Task instructions
Your task is to extract the lines from the one holding "Would you kindly pick out the bush" through the end of the material. Set them down exactly and add nothing.
————
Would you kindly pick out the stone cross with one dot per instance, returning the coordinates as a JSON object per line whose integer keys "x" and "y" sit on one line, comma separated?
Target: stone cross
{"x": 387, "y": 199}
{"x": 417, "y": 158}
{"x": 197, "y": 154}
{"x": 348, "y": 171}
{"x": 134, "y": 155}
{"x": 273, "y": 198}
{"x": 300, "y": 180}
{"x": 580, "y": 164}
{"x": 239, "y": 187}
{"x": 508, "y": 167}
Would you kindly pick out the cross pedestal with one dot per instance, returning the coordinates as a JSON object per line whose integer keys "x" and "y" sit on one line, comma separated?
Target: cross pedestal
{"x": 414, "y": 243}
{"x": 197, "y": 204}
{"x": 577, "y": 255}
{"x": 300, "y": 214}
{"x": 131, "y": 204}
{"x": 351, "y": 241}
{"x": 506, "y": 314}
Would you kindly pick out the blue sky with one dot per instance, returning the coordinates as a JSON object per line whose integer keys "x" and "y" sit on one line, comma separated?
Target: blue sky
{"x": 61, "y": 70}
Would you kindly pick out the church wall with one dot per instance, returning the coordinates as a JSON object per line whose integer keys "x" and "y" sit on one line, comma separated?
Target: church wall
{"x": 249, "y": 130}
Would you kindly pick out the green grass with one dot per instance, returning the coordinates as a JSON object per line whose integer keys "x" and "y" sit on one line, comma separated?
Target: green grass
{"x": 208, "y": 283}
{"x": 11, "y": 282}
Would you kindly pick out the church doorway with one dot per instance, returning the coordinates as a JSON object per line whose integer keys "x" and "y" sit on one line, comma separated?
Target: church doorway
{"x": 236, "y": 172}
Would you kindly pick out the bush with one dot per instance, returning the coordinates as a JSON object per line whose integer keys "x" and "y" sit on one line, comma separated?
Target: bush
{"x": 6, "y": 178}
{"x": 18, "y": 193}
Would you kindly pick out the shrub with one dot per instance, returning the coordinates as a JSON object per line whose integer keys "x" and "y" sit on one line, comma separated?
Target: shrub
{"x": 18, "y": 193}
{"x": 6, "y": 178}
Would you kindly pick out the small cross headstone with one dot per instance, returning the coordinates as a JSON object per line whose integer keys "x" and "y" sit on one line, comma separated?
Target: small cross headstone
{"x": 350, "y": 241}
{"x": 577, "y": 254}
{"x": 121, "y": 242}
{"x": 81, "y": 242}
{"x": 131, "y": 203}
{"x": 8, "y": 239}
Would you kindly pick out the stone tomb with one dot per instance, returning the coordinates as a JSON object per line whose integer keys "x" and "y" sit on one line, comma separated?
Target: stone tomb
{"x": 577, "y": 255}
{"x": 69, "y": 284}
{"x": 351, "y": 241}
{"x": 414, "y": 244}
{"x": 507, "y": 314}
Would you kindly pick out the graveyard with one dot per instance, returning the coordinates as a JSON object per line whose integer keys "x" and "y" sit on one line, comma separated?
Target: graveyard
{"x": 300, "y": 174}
————
Result
Would you kindly pick out the bush with one dot per instance, returning the coordinates as a JSON object per line whose integer keys "x" and "y" sit on one line, comma separated?
Target: bush
{"x": 6, "y": 178}
{"x": 18, "y": 193}
Would you kindly pick out the shrub with one dot per instance, returning the coordinates as a JSON object per line whose integer keys "x" and "y" sit on one line, comma separated?
Target: shrub
{"x": 18, "y": 193}
{"x": 6, "y": 178}
Would you kindly pick out the small cross headstone with one dot per instance, returning the coordinates as a JSON object per line whose integer keys "x" and "y" sit on one line, comma separated?
Target: small cross headstone
{"x": 350, "y": 241}
{"x": 577, "y": 254}
{"x": 121, "y": 242}
{"x": 81, "y": 242}
{"x": 131, "y": 203}
{"x": 8, "y": 239}
Would you kindly pick out the stone tomb with one dot per instance, returning the coordinates as a JSON object per line whose integer keys "x" and "y" sit on one line, comma separated?
Target: stone tomb
{"x": 577, "y": 255}
{"x": 69, "y": 284}
{"x": 351, "y": 241}
{"x": 414, "y": 244}
{"x": 507, "y": 314}
Would you kindly pick out the graveyard with one dot per instance, returning the coordinates as a JSON object per line whose integer keys "x" and "y" sit on one line, comma separated?
Target: graveyard
{"x": 300, "y": 174}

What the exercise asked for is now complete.